Records drawn from a dataset:
------------------------------------------------------------

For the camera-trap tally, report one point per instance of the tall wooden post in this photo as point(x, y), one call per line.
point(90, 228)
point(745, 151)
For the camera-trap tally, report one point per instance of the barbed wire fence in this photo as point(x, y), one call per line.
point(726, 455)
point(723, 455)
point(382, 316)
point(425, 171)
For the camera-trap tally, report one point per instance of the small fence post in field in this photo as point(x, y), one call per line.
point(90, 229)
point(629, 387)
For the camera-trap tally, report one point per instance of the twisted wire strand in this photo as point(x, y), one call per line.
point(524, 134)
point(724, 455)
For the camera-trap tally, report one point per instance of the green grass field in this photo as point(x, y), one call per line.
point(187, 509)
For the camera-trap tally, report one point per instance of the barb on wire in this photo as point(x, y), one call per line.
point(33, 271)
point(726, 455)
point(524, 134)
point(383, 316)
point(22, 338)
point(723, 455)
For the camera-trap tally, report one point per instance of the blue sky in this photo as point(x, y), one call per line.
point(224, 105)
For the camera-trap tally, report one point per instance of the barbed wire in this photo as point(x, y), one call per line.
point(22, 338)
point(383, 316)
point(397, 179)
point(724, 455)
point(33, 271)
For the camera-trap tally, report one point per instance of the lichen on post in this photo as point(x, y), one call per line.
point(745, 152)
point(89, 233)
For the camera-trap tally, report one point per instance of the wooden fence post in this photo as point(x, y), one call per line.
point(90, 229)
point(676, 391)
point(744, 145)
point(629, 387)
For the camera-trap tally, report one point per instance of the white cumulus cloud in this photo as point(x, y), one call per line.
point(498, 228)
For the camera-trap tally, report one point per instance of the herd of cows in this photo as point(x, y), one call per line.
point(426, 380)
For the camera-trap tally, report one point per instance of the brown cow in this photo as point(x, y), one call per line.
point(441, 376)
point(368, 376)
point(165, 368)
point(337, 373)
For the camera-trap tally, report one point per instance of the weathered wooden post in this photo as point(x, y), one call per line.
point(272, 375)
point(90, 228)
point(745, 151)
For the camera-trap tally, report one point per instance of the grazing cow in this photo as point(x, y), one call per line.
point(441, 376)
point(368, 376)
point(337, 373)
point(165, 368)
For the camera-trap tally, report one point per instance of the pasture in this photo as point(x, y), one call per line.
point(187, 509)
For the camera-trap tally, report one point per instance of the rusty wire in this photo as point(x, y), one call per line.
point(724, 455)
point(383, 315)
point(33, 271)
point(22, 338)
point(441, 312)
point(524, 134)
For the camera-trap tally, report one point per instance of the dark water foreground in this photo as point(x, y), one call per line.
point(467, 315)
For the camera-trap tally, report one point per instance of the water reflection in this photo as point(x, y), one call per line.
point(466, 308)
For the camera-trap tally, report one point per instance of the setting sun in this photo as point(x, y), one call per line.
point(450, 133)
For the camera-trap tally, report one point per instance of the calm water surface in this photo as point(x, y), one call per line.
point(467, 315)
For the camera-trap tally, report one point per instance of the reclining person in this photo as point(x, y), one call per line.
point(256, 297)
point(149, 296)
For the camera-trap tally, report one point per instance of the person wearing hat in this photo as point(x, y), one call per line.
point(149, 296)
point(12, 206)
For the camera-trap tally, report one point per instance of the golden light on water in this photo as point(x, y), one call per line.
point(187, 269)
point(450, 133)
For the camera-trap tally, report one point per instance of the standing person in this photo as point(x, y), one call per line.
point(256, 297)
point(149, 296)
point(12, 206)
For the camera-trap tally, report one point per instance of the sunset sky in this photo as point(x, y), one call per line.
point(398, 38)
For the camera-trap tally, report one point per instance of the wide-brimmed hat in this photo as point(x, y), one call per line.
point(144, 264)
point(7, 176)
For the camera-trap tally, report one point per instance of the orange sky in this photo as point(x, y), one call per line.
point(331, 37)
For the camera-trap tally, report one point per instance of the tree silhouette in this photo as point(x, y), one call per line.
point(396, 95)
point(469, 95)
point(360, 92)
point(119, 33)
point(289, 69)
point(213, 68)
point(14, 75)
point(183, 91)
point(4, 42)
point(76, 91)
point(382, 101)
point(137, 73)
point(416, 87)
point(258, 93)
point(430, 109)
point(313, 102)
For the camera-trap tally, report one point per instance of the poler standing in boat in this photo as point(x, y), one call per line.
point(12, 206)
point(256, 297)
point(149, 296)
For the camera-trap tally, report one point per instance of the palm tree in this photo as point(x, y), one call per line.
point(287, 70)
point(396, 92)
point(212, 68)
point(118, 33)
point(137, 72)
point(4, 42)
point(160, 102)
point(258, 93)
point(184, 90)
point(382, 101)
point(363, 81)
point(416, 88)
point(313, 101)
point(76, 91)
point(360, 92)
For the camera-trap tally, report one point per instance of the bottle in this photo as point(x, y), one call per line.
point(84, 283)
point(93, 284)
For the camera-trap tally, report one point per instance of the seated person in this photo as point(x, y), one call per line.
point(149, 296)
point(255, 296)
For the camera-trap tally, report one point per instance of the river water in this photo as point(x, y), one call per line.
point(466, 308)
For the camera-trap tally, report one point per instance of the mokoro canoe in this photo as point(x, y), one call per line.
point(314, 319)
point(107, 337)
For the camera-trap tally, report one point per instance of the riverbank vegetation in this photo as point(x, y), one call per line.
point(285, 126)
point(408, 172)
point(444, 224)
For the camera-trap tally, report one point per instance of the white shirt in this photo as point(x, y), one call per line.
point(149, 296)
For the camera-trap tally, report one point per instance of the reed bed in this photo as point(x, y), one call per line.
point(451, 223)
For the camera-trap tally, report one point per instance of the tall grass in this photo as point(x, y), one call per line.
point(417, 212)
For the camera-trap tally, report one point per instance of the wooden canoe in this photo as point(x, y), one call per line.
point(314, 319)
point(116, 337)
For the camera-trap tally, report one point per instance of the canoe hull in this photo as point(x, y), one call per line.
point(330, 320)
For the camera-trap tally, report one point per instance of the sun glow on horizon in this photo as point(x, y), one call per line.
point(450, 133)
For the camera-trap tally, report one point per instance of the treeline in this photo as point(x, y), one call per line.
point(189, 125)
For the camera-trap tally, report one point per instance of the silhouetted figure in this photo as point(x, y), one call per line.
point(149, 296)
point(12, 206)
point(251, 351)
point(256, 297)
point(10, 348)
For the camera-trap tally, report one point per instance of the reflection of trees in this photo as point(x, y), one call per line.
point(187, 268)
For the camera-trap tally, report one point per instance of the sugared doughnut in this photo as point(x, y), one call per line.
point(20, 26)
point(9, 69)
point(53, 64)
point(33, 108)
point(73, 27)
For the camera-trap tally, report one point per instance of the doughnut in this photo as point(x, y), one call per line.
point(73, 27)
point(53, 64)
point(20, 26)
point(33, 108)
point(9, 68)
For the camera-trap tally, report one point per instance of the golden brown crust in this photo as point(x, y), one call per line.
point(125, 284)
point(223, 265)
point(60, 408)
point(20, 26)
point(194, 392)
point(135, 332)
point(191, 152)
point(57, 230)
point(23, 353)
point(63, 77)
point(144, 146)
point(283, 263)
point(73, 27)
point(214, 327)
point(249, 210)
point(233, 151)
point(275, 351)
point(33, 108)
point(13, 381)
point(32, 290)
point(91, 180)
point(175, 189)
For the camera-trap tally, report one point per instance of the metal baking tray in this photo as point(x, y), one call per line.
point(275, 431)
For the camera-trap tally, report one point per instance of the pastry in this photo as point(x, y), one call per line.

------------------------------------------------------------

- Task item: Every record is to be repeated exactly as it stands above.

- Answer for the task:
For the camera-trap tally, report one point per instance of the tall wooden post in this photo as point(x, y), one call per line.
point(90, 228)
point(745, 151)
For the camera-trap tally, report one point per instance of the barbed wire fence in this photo as point(x, y), one call per line.
point(726, 455)
point(723, 455)
point(382, 316)
point(425, 171)
For the camera-trap tally, report one point per instance of the small fence post in field in this photo as point(x, y), one call per line.
point(90, 229)
point(629, 387)
For the camera-trap tally, report one point per instance of the twisted wire strand in this photo as point(x, y), one call per line.
point(524, 134)
point(724, 455)
For the camera-trap tally, report one point per instance of the green grass field in this photo as point(x, y), one call per line.
point(187, 509)
For the camera-trap tally, report one point per instance of the barb on wire in this photo as point(x, y), one call per line.
point(33, 271)
point(726, 455)
point(524, 134)
point(383, 316)
point(22, 338)
point(723, 455)
For the camera-trap tally, report one point per instance of the blue sky in this photo as point(x, y), one call per line.
point(224, 105)
For the camera-trap tally, report one point per instance of the barbed wire in this photo as point(x, y), one call per line.
point(22, 338)
point(383, 316)
point(397, 179)
point(724, 455)
point(33, 271)
For the camera-trap tally, report one point per instance of the lichen on post in this photo as point(x, y), one call per line.
point(745, 152)
point(89, 233)
For the camera-trap tally, report one point per instance of the wooden fence post in this photo as point(x, y), one call per line.
point(90, 229)
point(676, 391)
point(744, 145)
point(629, 387)
For the camera-trap tally, report one point per instance of the white cumulus cloud in this photo as point(x, y), one call per line.
point(498, 228)
For the camera-trap tally, report one point per instance of the herd of cows in this photo as point(x, y), one call per line.
point(426, 380)
For the camera-trap tally, report one point per instance of the brown cow in this photo as point(x, y), one call per line.
point(441, 376)
point(368, 376)
point(165, 368)
point(337, 373)
For the camera-trap tally, report one point per instance of the weathered wooden post in this photo as point(x, y), one call per line.
point(272, 375)
point(90, 228)
point(745, 151)
For the camera-trap tally, report one point per instance of the grazing cow in this photo as point(x, y), one call per line.
point(441, 376)
point(368, 376)
point(337, 373)
point(165, 368)
For the camera-trap tally, report one point per instance of the pasture in this photo as point(x, y), one call per line.
point(187, 509)
For the camera-trap tally, report one point per instance of the rusty wire in this photo as point(x, y), one call per line.
point(724, 455)
point(383, 315)
point(33, 271)
point(22, 338)
point(441, 312)
point(524, 134)
For the camera-trap tally, report one point per instance of the dark water foreground in this photo as point(x, y), one call per line.
point(467, 315)
For the camera-trap tally, report one point per instance of the water reflection in this photo as point(x, y), one call per line.
point(466, 308)
For the camera-trap tally, report one point per instance of the setting sun in this photo as point(x, y), one call per line.
point(450, 133)
For the camera-trap tally, report one point per instance of the calm water surface in this photo as point(x, y), one call per line.
point(467, 315)
For the camera-trap tally, report one point per instance of the reclining person in this photo as point(x, y), one call per line.
point(256, 297)
point(149, 296)
For the camera-trap tally, report one point per instance of the person wearing hat in this photo as point(x, y), one call per line.
point(149, 296)
point(12, 206)
For the camera-trap tally, report one point per instance of the golden light on water in this photo as point(x, y), one call per line.
point(187, 269)
point(450, 133)
For the camera-trap tally, report one point per instance of the standing person in this photo as point(x, y), one call per line.
point(256, 297)
point(149, 296)
point(12, 206)
For the camera-trap tally, report one point per instance of the sunset sky in this photo as point(x, y), one call per line.
point(398, 38)
For the camera-trap tally, report one point per instance of the wide-brimmed hat in this photo as point(x, y), one call per line.
point(144, 264)
point(7, 176)
For the camera-trap tally, report one point per instance of the orange sky in this photo as point(x, y), one call per line.
point(331, 37)
For the camera-trap tally, report one point per instance of the tree silhouette in this photo as point(x, y), one call per line.
point(396, 95)
point(469, 95)
point(360, 92)
point(119, 33)
point(289, 69)
point(213, 68)
point(14, 75)
point(183, 91)
point(4, 42)
point(76, 91)
point(382, 101)
point(137, 73)
point(416, 87)
point(258, 93)
point(430, 109)
point(313, 102)
For the camera-trap tally, report one point per instance of the poler standing in boat in this photo as point(x, y), one call per line.
point(12, 206)
point(256, 297)
point(149, 296)
For the camera-trap tally, report one point per instance of the palm tree in this photo as point(x, y), one call per line.
point(287, 70)
point(396, 92)
point(212, 68)
point(118, 33)
point(137, 72)
point(4, 42)
point(160, 102)
point(258, 93)
point(184, 90)
point(382, 101)
point(363, 81)
point(416, 88)
point(313, 101)
point(76, 91)
point(360, 92)
For the camera-trap tally, report one point per instance of the bottle in this photo as point(x, y), one call per line.
point(84, 283)
point(93, 284)
For the camera-trap tally, report one point per instance of the seated person in this photo as point(x, y), one call per line.
point(149, 296)
point(255, 296)
For the camera-trap tally, report one point per instance of the river water in this photo as point(x, y), one call per line.
point(466, 308)
For the camera-trap tally, report one point per instance of the mokoro canoe in this photo as point(x, y), one call per line.
point(314, 319)
point(107, 337)
For the camera-trap tally, report one point per instance of the riverbank vegetation in this photo as point(x, y), one call per line.
point(285, 126)
point(408, 172)
point(444, 224)
For the camera-trap tally, report one point per instance of the white shirt in this photo as point(x, y), one call per line.
point(149, 296)
For the camera-trap tally, report one point per instance of the reed bed in this photo as point(x, y), one call per line.
point(451, 223)
For the camera-trap tally, report one point per instance of the tall grass in this photo as point(x, y), one call per line.
point(417, 212)
For the camera-trap tally, report one point per instance of the wooden canoe in this photo as point(x, y), one call per line.
point(314, 319)
point(116, 337)
For the camera-trap tally, report one point per instance of the canoe hull in this photo as point(x, y), one call per line.
point(330, 320)
For the camera-trap tally, report one point per instance of the sun glow on horizon in this photo as point(x, y), one call per line.
point(450, 133)
For the camera-trap tally, report one point per instance of the treeline in this photo as point(x, y), one call per line.
point(189, 125)
For the camera-trap tally, report one point per instance of the silhouetted figure in this photo as point(x, y), one call per line.
point(149, 296)
point(12, 206)
point(251, 351)
point(256, 297)
point(10, 348)
For the camera-trap tally, report one point per instance of the reflection of trees in this photo as point(x, y), one call per line.
point(187, 268)
For the camera-trap tally, report one point per instance of the sugared doughnut in this photo as point(x, y), one call per line.
point(20, 26)
point(9, 69)
point(53, 64)
point(33, 108)
point(73, 27)
For the camera-trap tally, report one point per instance of the doughnut in this photo as point(x, y), one call per line.
point(73, 27)
point(53, 64)
point(20, 26)
point(33, 108)
point(9, 68)
For the camera-trap tally, report one point per instance of the golden brown crust in this photo as point(x, y), one call per line.
point(125, 284)
point(223, 265)
point(60, 408)
point(20, 26)
point(194, 392)
point(135, 332)
point(191, 152)
point(57, 230)
point(23, 353)
point(63, 77)
point(144, 146)
point(283, 263)
point(73, 27)
point(214, 327)
point(249, 210)
point(233, 151)
point(275, 351)
point(33, 108)
point(13, 381)
point(32, 290)
point(91, 180)
point(175, 189)
For the camera-trap tally, report one point per instance of the metal baking tray in this photo as point(x, y), one call per line.
point(275, 431)
For the camera-trap tally, report one point per instance of the pastry in this photo as point(x, y), one call per line.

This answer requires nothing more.